[Named-object pointing records]

------------------------------

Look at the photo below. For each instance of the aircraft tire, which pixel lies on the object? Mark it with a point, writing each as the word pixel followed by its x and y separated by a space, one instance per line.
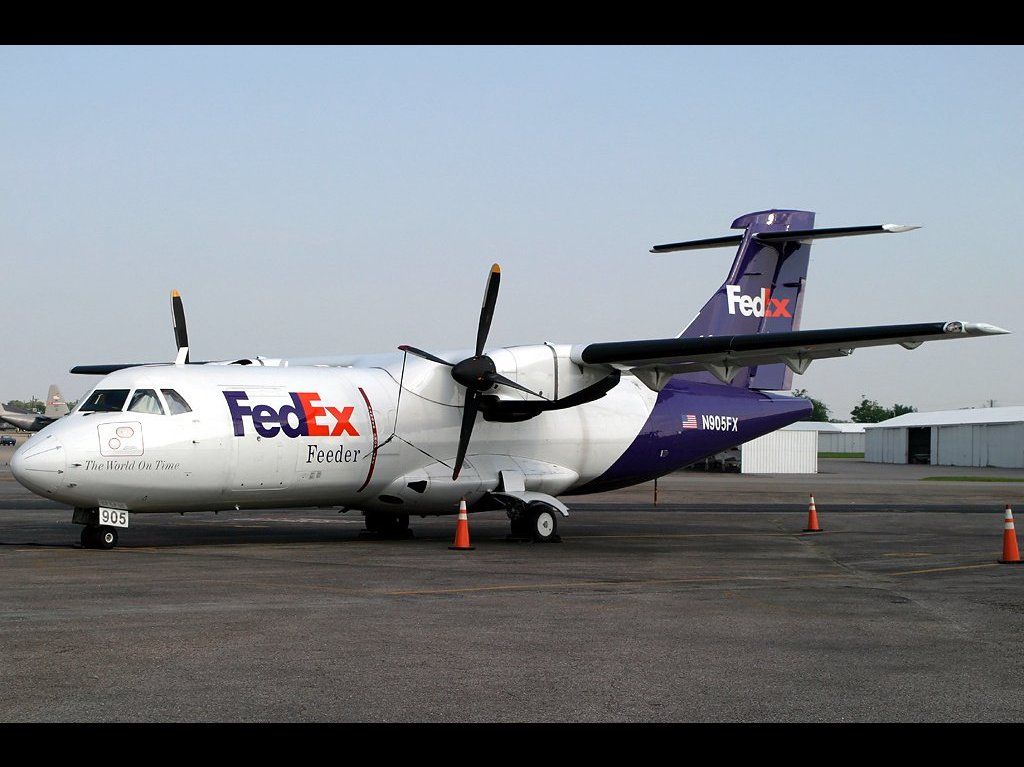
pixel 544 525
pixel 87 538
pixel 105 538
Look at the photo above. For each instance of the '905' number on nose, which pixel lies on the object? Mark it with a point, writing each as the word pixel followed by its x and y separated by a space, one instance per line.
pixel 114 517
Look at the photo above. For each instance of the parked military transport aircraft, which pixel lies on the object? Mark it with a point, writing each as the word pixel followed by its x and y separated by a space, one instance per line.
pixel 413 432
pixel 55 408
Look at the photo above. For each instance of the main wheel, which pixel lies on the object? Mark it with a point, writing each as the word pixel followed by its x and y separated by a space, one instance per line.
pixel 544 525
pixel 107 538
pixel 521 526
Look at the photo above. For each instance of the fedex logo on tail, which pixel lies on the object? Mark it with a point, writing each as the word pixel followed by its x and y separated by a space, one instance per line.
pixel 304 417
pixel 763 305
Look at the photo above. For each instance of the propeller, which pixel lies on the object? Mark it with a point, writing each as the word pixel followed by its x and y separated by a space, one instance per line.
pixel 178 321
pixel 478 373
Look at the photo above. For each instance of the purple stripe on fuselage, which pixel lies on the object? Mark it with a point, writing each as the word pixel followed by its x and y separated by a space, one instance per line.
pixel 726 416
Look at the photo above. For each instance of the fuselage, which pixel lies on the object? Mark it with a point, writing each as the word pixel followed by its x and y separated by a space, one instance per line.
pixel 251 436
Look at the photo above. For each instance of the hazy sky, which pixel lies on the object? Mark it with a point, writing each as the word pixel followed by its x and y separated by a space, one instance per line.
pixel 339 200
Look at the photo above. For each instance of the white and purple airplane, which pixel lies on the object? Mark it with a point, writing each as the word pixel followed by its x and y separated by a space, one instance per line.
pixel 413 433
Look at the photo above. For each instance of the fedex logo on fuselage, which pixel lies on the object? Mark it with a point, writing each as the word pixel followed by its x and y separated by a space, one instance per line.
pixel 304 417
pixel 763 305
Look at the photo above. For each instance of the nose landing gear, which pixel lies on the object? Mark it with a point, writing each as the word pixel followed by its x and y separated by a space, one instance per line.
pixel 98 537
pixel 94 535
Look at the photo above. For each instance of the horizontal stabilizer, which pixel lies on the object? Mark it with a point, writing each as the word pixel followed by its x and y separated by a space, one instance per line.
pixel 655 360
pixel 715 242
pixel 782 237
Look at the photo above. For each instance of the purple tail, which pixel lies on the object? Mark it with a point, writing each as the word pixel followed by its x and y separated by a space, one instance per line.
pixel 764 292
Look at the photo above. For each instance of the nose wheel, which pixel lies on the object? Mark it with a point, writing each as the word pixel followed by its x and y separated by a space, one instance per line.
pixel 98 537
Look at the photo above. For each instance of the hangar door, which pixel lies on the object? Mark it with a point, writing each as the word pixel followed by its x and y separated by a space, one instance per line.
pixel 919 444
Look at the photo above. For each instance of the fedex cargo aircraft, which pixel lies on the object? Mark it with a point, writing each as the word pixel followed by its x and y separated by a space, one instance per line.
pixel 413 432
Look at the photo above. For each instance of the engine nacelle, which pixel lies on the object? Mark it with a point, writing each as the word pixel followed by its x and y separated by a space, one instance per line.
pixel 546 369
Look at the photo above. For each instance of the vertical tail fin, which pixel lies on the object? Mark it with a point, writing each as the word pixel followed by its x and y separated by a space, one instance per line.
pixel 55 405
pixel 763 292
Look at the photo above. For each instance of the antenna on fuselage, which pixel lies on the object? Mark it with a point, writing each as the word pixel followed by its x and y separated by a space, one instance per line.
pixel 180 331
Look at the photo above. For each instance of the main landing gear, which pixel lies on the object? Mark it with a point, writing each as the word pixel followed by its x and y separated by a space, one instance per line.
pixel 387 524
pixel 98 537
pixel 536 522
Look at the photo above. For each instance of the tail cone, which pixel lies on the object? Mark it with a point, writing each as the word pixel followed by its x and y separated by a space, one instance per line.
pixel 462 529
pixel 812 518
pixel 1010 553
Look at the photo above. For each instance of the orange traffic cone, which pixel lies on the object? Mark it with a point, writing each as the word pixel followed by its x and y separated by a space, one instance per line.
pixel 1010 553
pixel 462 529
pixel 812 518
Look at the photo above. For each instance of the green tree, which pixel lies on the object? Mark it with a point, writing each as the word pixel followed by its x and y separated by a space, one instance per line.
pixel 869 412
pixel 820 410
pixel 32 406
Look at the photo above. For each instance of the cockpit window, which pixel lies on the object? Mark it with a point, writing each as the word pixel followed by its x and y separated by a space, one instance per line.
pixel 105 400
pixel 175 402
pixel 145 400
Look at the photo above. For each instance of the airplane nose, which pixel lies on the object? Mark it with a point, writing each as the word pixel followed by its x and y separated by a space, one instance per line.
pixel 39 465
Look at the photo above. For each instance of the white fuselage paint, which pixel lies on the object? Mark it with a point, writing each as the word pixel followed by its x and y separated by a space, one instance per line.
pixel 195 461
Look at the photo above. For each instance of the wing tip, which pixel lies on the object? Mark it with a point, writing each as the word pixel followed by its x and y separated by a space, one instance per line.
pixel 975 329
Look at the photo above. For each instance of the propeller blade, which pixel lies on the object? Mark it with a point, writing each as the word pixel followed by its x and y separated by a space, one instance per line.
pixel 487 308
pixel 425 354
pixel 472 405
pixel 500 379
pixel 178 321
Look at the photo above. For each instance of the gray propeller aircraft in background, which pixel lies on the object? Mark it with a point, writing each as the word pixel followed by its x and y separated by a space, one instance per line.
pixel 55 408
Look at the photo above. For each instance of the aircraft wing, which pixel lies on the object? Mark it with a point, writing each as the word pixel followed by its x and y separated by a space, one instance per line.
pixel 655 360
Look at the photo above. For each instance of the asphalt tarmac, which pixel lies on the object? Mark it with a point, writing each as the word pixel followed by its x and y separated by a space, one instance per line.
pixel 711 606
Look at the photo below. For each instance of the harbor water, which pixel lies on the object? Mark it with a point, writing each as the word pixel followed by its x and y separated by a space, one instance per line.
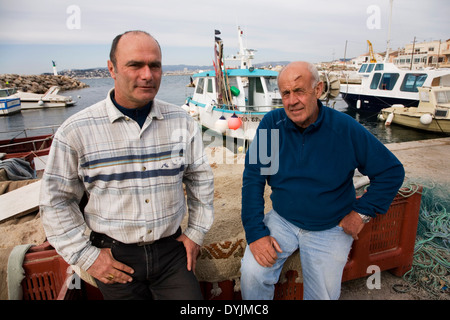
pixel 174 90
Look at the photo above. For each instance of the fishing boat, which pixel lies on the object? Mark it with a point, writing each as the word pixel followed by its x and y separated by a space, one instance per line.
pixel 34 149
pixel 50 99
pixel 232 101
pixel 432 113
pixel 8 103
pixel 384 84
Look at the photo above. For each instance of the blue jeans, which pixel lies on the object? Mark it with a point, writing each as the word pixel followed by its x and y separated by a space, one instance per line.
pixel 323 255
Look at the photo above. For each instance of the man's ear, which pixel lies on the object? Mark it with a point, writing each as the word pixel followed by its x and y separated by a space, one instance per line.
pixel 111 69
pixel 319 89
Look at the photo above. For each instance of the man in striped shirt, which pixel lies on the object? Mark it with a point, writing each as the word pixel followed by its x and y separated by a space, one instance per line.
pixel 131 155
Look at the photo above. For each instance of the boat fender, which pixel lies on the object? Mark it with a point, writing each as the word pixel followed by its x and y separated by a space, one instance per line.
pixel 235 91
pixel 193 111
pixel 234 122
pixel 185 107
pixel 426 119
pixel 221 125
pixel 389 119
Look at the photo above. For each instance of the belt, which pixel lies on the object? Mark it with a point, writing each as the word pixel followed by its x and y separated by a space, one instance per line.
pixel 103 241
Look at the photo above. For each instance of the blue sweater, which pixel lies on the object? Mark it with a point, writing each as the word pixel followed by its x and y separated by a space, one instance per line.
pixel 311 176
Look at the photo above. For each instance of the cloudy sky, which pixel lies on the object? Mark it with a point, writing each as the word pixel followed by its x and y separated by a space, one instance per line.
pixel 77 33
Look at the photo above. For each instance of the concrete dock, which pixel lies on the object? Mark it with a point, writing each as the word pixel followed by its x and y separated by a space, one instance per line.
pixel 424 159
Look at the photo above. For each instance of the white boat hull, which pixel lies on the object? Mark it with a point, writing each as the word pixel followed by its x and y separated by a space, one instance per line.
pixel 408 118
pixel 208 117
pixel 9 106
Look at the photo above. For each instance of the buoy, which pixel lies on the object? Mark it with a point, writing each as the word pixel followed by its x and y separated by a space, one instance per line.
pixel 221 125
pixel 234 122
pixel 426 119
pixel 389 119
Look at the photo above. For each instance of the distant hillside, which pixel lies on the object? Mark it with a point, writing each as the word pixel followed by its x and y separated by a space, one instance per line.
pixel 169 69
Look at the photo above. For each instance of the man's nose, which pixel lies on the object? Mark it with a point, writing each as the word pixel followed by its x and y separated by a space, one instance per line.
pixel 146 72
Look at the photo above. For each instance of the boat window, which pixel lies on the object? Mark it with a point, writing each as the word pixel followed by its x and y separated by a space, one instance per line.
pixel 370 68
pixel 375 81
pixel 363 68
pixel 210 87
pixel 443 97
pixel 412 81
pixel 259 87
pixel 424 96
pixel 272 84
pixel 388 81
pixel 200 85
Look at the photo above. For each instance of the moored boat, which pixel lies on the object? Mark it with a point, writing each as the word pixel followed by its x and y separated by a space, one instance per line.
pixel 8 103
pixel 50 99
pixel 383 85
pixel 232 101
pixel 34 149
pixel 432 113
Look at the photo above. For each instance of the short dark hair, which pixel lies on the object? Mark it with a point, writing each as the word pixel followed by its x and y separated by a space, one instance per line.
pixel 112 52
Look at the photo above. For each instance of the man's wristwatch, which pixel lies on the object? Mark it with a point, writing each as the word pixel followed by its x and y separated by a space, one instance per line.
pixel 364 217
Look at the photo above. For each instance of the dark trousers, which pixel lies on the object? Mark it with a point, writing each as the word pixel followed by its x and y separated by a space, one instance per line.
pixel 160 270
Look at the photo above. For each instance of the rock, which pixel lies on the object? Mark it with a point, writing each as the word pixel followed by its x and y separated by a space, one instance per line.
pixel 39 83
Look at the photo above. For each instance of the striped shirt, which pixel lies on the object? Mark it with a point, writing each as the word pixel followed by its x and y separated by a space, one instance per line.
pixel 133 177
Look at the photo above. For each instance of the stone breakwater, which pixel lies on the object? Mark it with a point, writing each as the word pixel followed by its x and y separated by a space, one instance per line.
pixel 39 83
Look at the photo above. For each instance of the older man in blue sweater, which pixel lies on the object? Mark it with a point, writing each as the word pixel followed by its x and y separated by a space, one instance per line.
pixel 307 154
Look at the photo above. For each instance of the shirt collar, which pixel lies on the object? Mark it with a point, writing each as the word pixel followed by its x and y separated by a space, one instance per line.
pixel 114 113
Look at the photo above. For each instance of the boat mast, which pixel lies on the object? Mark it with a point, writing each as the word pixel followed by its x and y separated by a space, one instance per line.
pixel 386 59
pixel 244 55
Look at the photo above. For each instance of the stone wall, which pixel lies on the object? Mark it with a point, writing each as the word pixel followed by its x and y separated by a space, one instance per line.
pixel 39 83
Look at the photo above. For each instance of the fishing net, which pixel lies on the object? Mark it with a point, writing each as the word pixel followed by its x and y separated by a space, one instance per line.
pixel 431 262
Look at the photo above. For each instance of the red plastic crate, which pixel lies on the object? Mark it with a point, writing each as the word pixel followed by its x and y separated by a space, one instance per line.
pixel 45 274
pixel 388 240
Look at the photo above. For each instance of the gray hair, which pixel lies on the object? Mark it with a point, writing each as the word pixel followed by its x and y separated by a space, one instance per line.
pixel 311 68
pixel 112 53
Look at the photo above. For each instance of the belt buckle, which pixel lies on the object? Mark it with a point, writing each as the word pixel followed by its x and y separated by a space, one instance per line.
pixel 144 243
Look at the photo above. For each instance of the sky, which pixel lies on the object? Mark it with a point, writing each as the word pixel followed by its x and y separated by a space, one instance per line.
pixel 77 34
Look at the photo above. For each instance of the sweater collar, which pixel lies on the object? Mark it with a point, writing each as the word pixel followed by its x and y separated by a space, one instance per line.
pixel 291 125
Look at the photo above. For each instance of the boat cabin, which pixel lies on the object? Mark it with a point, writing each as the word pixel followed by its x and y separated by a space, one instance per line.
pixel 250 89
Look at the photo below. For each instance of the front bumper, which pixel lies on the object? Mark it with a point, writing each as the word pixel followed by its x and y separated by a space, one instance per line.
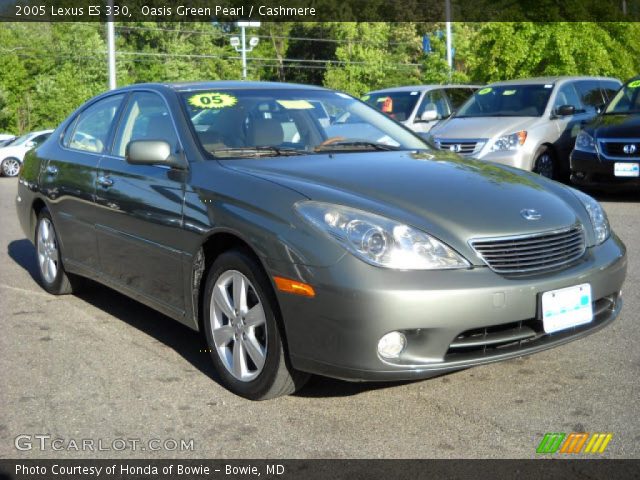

------------------------------

> _SHORT TASK_
Return the rows word for word, starting at the very first line and ending at the line that contains "pixel 251 436", with both of those lines included. Omit the pictures from your answer.

> _FINAL ANSWER_
Look at the photo below. For each instance of the aircraft tire, which pixel lies on the object? Mark it with a point, writing each as the word pixel followed by its x and y separated by a space, one instance per line.
pixel 544 525
pixel 87 538
pixel 105 538
Look at the photo above. For each instance of the '905' number on nose, which pixel lies on the object? Mark it with a point, writing each as the word pixel followed by its x and y separated by a space, one instance per line.
pixel 114 517
Look at the photo above. For each instance of the parked military transport aircraft, which pixel lies on the object? Mark it with a point, writing each as the word pixel followed by its x and y separated by a space, one instance per line.
pixel 413 432
pixel 55 408
Look at the photo above. For each instance of the main wheel, which pixel lies on the object? Mark it with a point, writing each as the word pixel followed by its x and y separated by a space, one instance per line.
pixel 544 525
pixel 107 538
pixel 521 526
Look at the photo above. For each instance of the fedex logo on tail, which pixel lies on the object? Mark it with a point, writing each as the word pixel followed by its x and y separated by a space, one instance per line.
pixel 304 417
pixel 763 305
Look at the photo above. For each instance of the propeller, which pixel lies on the object? Mark it with a point, writing each as the word pixel followed by its x and y separated by a space, one instance per line.
pixel 178 321
pixel 478 373
Look at the photo above. For each instance of the purple stripe on fuselage, which pixel lies on the object? Mark it with a point, writing each as the word pixel followed by its x and y separated by a space, one instance per line.
pixel 726 416
Look at the photo above. For each instance of the fuselage, which pixel lies on the object? Mark it with a point, writing each as the word pixel followed by its x and y separated by a space, one instance per line.
pixel 251 436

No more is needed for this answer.